# SUNCREAM + what are you taking?



## galaxy (27 July 2012)

I'm sure I read somewhere that suncreams were the exception to the no liquid rule.....  But now I'm double checking I cant find it referenced anywhere!!!  I'm a redhead and burn like a tomato!!!  I need to take suncream!

What else are you taking?

I'm (for me and OH) sandwiches, couple packets of crisps, bag of sweets and 2 EMPTY bottles of water (as apparently there is somewhere to fill them), and some GB flags   In a reasonable sized rucksack that can easily fit under a seat.


----------



## paulineh (27 July 2012)

A bottle of water, my camera , a sandwich , sweets, crisps , shorts waterproof jacket ( very small one) a couple of pens and a flag.

All in my rucksack


----------



## abbijay (27 July 2012)

You can take up to 200ml of suncream (as opposed to 100ml of anything else). 
The other thing i would suggest is a good waterproof; well it is Britain after all 
Enough cash or a VISA card, if you bring another brand of card you won't be able to use it.

=== Instruction 1 ===
Please rewrite the forum thread between "All in my rucksack" and "able to use it.", inclusive, changing "suncream" to "sunscreen".
=== Instruction 2 ===
In the forum thread, why does the advice say to bring enough cash or a VISA card instead of a card of another brand?
=== Instruction 3 ===
Answer these questions from the forum thread:
(a) How much suncream can you take?
(b) How many empty water bottles is galaxy bringing?
(c) What kind of jacket does paulineh pack?

=== Material supplied ===

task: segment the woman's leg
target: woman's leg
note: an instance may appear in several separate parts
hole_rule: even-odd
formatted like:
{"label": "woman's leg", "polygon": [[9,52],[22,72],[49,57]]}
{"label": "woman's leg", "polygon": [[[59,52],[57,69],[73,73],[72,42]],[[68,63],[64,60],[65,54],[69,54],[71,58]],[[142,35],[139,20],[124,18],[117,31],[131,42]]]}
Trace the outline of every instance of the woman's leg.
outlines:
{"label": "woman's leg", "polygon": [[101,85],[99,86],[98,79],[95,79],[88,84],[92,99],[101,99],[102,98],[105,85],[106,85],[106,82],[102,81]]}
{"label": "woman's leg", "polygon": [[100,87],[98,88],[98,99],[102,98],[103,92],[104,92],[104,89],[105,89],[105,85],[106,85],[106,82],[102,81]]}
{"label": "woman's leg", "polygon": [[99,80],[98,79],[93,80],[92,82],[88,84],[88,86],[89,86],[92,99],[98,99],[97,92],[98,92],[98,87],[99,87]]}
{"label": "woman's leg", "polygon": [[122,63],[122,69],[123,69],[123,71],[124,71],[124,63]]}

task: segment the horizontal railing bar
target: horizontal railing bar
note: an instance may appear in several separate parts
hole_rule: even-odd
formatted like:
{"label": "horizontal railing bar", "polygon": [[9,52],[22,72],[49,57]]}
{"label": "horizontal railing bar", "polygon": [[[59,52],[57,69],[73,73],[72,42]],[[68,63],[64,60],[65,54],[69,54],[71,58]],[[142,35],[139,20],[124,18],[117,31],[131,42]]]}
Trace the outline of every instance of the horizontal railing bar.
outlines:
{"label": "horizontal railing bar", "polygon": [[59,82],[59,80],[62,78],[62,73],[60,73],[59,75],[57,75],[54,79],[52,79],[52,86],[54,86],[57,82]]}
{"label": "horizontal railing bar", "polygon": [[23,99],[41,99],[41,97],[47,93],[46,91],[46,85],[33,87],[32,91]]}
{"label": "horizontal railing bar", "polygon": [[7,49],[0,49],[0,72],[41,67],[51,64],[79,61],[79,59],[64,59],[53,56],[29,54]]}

=== Expected output 1 ===
All in my rucksack


----------



## abbijay (27 July 2012)

You can take up to 200ml of sunscreen (as opposed to 100ml of anything else). 
The other thing i would suggest is a good waterproof; well it is Britain after all 
Enough cash or a VISA card, if you bring another brand of card you won't be able to use it.

=== Expected output 2 ===
If you bring a card of another brand, you won't be able to use it.

=== Expected output 3 ===
(a) Up to 200ml.
(b) Two.
(c) A very small waterproof jacket.